Directions
Without pictures, repeat exactly the lines from the one containing "Could you point out the beige" through the end of the entries.

Rows
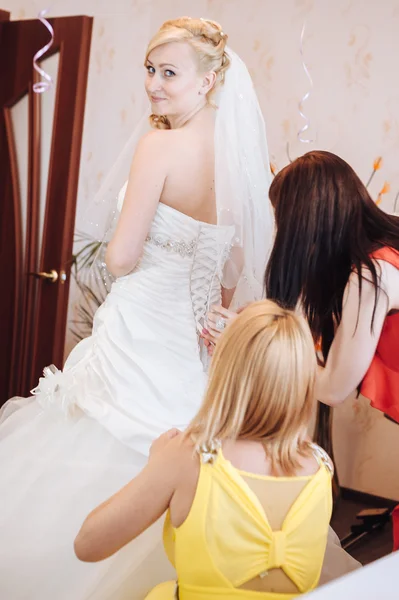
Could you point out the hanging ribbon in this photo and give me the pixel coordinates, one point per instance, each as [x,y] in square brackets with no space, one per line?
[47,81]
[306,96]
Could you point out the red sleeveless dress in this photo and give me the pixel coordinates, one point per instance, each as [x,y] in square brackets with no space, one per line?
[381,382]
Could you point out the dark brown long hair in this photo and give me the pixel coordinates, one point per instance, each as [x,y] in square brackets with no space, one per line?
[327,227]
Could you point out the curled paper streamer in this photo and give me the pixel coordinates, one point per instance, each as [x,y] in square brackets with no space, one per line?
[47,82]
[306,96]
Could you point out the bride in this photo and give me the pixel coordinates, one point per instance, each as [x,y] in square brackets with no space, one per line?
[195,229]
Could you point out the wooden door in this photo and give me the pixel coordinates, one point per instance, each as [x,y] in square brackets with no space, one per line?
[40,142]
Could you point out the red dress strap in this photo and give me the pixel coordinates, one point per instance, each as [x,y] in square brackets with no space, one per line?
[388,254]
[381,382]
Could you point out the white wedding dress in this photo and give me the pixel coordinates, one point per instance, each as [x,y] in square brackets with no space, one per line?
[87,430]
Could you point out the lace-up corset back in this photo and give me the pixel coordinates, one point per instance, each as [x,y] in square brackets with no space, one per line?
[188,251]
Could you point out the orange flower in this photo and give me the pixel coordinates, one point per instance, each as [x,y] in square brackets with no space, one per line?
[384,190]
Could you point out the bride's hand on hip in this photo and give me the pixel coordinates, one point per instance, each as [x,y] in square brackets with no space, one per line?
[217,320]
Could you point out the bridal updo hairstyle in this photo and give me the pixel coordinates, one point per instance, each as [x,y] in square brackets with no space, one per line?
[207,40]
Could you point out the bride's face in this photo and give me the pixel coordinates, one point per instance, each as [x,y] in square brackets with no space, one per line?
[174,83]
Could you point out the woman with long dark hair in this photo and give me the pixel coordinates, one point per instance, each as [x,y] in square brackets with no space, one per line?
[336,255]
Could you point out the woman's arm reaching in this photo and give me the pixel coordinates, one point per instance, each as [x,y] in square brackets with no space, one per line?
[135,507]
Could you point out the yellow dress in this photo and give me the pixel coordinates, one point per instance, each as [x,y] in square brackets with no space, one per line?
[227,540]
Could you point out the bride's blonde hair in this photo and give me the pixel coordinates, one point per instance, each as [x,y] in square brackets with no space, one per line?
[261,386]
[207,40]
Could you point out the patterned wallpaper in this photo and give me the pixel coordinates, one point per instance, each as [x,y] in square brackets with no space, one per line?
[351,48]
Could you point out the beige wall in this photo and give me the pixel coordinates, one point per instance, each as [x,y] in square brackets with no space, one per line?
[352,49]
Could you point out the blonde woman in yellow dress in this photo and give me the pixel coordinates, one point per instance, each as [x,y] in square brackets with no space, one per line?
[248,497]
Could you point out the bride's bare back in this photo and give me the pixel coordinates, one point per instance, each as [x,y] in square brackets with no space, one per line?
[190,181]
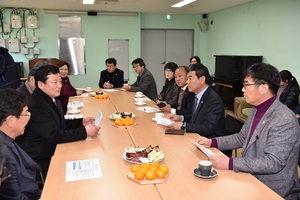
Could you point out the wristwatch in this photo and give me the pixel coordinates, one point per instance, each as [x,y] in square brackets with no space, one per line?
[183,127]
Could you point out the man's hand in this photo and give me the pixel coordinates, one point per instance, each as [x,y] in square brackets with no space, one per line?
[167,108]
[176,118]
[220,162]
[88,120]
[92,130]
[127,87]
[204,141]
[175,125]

Reply to the task
Could you point out the beige wall in this photo and give me the pixel coordinates, one point per instance, each as [x,y] in square brackets with no space, one per line?
[352,49]
Could you point out the blonde woman in yellow dress in this photo and give me the pixel coordinates, one point per instance, each as [x,y] in square brackets with no space, one per line?
[248,497]
Could you point out the bride's bare back in this photo and give me the pixel coordinates, one point per instance, each as [x,y] in square brackets with no space, one per line?
[190,181]
Could you point out the wristwatch in this photo and give me the pixel coordinates, one point per instance, each as [x,y] in square brackets with no space, one per line?
[183,127]
Could you point out the man's hand in this photo and give me the pixel coordinates, one point per instance, each as [x,y] in square brackets with no space, one per line?
[167,108]
[176,118]
[220,162]
[88,120]
[92,130]
[127,87]
[204,141]
[175,125]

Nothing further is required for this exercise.